MATERIAL SUPPLIED |

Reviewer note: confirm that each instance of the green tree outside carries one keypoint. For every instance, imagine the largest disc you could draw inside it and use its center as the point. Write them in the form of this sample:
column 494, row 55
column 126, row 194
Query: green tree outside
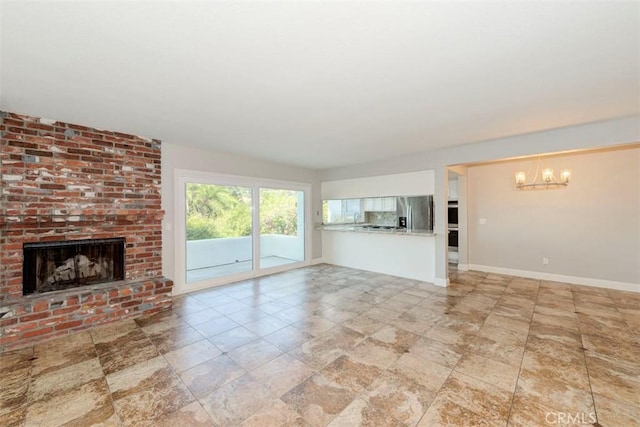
column 216, row 211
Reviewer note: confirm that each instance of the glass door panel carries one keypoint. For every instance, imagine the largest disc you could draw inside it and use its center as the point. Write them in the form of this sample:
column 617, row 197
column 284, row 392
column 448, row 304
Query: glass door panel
column 282, row 223
column 218, row 231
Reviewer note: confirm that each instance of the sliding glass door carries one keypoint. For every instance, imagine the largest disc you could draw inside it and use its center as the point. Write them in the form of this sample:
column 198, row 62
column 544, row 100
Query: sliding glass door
column 281, row 227
column 233, row 228
column 218, row 231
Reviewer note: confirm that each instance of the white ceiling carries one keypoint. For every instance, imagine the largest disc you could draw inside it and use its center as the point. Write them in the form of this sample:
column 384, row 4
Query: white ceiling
column 321, row 84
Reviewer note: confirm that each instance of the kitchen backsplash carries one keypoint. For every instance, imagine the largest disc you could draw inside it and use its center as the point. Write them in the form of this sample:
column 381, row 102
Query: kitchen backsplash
column 381, row 218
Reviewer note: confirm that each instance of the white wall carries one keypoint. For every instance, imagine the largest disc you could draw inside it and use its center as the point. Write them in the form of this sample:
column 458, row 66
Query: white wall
column 589, row 229
column 194, row 159
column 592, row 135
column 405, row 184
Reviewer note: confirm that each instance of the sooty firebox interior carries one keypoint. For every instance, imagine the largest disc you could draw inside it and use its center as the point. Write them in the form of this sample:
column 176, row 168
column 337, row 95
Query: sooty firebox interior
column 54, row 266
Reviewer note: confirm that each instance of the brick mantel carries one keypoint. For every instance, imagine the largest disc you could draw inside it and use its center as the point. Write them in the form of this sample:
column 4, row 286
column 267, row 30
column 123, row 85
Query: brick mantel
column 62, row 181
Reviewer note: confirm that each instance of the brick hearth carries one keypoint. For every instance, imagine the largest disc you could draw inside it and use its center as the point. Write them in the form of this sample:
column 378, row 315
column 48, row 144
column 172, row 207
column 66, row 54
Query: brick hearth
column 62, row 182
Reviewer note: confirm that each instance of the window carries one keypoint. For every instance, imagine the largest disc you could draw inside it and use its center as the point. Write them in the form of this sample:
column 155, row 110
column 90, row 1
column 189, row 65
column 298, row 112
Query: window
column 232, row 228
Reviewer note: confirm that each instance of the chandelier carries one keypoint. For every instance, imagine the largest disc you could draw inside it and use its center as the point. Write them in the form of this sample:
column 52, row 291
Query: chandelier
column 547, row 180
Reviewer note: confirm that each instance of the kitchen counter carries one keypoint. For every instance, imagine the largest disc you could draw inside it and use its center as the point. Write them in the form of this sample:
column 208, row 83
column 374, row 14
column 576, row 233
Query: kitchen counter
column 382, row 251
column 369, row 229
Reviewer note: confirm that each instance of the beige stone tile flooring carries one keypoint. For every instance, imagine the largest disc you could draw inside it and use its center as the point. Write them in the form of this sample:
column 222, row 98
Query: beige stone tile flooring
column 334, row 346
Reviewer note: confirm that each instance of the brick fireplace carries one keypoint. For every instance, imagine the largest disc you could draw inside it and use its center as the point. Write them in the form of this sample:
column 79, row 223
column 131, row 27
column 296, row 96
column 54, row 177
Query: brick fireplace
column 64, row 183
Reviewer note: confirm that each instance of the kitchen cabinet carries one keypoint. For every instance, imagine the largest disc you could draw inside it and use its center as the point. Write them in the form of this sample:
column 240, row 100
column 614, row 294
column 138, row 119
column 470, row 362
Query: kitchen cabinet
column 453, row 189
column 380, row 204
column 389, row 204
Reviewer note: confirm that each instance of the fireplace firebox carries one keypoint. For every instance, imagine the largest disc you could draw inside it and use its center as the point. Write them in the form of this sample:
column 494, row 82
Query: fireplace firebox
column 53, row 266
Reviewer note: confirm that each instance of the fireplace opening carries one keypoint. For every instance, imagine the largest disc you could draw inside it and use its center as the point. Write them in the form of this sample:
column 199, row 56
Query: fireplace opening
column 53, row 266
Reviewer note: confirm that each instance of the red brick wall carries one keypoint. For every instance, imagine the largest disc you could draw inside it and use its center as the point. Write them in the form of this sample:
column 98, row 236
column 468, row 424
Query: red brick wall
column 61, row 181
column 66, row 182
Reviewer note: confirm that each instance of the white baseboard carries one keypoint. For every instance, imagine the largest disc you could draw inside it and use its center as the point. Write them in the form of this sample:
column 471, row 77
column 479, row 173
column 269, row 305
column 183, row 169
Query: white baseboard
column 439, row 281
column 575, row 280
column 463, row 267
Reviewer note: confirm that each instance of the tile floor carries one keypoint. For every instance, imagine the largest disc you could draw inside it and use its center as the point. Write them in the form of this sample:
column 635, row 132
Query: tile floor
column 333, row 346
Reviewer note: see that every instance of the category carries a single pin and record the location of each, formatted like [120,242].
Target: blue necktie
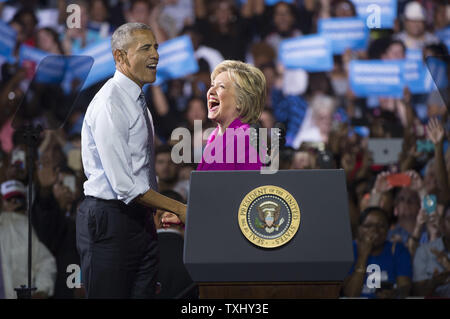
[150,143]
[2,285]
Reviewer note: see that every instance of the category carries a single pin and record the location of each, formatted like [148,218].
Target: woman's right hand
[168,219]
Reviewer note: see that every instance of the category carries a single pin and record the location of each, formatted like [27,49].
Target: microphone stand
[31,135]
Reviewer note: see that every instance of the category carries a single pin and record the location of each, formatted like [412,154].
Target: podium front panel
[216,250]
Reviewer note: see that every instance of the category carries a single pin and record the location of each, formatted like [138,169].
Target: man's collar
[128,85]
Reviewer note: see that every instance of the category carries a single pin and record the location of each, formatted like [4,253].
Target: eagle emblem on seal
[269,216]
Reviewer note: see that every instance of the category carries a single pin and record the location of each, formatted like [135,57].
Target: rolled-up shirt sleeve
[110,131]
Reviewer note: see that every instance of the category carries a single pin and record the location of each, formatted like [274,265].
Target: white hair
[121,38]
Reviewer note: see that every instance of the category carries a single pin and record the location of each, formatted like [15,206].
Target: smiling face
[222,100]
[138,62]
[375,225]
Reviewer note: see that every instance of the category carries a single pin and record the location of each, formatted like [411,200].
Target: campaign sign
[176,59]
[103,67]
[29,58]
[7,41]
[385,11]
[376,78]
[344,33]
[311,52]
[444,36]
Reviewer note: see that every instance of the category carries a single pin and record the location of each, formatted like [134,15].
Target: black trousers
[118,249]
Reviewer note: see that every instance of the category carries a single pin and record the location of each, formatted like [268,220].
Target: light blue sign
[176,59]
[414,55]
[311,53]
[377,78]
[7,41]
[371,10]
[444,36]
[344,33]
[29,58]
[103,67]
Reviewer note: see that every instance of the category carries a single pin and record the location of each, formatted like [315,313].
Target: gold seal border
[290,201]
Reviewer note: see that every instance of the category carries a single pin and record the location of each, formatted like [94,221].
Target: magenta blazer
[224,153]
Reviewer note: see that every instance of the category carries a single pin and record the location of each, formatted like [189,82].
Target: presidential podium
[251,235]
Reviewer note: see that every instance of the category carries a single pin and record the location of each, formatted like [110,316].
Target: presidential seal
[269,216]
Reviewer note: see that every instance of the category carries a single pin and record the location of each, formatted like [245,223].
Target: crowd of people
[404,228]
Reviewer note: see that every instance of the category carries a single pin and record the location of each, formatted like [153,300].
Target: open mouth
[152,66]
[213,104]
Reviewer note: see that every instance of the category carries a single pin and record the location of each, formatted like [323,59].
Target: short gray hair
[121,38]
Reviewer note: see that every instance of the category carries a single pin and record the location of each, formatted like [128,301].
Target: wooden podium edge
[269,290]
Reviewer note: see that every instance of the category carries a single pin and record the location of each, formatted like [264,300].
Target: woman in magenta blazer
[236,99]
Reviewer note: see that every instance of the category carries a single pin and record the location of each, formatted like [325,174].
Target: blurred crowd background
[399,212]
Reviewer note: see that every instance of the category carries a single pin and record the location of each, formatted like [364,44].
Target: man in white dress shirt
[116,235]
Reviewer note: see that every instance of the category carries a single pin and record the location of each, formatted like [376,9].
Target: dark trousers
[118,248]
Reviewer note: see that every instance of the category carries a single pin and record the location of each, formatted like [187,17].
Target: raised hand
[381,183]
[168,219]
[435,131]
[416,181]
[441,258]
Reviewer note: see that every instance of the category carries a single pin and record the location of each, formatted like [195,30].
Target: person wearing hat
[415,35]
[14,247]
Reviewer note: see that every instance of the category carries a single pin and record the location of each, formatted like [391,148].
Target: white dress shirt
[114,143]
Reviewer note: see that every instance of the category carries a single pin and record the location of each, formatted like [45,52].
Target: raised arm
[435,133]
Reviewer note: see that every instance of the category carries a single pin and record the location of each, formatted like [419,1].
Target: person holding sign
[116,236]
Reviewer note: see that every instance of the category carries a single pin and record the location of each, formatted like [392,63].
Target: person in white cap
[14,247]
[415,35]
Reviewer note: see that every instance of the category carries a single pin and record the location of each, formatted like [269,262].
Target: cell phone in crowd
[429,203]
[69,181]
[18,158]
[362,131]
[399,180]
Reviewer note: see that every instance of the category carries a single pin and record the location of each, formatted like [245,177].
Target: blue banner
[176,59]
[29,58]
[371,10]
[7,41]
[103,67]
[444,36]
[376,78]
[344,33]
[311,53]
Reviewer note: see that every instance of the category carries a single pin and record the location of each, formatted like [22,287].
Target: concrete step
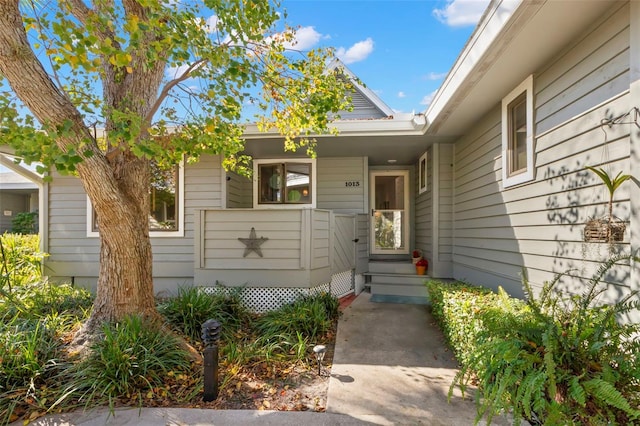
[399,293]
[392,267]
[397,278]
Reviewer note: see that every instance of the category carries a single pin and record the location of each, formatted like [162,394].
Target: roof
[513,39]
[367,95]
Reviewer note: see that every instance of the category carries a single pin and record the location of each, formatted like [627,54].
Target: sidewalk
[390,367]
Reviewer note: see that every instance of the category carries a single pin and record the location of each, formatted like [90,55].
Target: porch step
[396,282]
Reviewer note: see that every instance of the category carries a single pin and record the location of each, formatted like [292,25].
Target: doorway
[389,212]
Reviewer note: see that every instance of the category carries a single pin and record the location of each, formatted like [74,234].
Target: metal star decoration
[253,243]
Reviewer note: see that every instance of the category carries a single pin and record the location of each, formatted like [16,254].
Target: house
[19,193]
[489,180]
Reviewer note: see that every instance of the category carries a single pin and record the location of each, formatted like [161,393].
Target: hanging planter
[607,229]
[604,230]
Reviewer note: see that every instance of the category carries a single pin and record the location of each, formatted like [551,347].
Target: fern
[562,360]
[605,392]
[576,391]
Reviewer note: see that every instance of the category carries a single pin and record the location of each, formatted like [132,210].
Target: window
[166,210]
[284,184]
[517,135]
[422,174]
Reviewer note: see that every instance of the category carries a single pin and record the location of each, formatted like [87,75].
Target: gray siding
[444,243]
[333,191]
[73,254]
[539,225]
[423,226]
[13,204]
[298,252]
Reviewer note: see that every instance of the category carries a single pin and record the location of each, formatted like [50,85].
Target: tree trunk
[117,186]
[125,282]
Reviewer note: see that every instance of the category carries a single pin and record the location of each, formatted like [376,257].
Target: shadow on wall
[578,195]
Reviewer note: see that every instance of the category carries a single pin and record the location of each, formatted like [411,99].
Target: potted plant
[608,228]
[421,266]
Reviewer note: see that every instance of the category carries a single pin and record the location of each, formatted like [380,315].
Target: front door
[390,212]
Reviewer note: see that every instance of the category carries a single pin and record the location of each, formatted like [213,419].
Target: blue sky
[401,49]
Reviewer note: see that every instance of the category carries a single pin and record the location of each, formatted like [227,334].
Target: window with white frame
[166,204]
[422,173]
[284,183]
[517,135]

TASK ITEM | Send back exactly the lines of the listing above starting at the one with "Query: chandelier" and ending at the one with "column 208, row 83", inclusive, and no others.

COMPLETED EXERCISE |
Query: chandelier
column 547, row 180
Reviewer note: confirm that each instance of the kitchen counter carries one keypoint. For every instance, imagine the largest disc you could draw inside it and use its center as the point. Write them in the form of this sample:
column 208, row 83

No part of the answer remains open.